(Saved entries)
┌──
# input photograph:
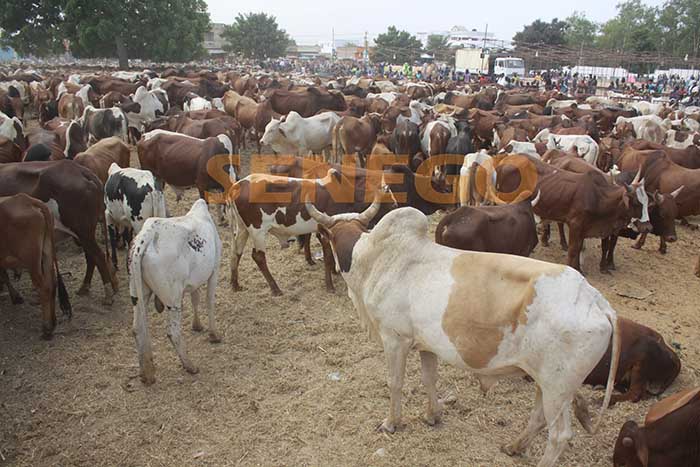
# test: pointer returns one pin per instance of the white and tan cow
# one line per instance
(170, 258)
(299, 135)
(131, 197)
(495, 315)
└──
### [INSTRUCTIONS TO FOLLOW]
Print every record exactly without the images.

### [TASK ANSWER]
# input photograph:
# test: pointer returns one pin per instance of the white and tan cow
# one line per instance
(170, 258)
(299, 135)
(131, 197)
(495, 315)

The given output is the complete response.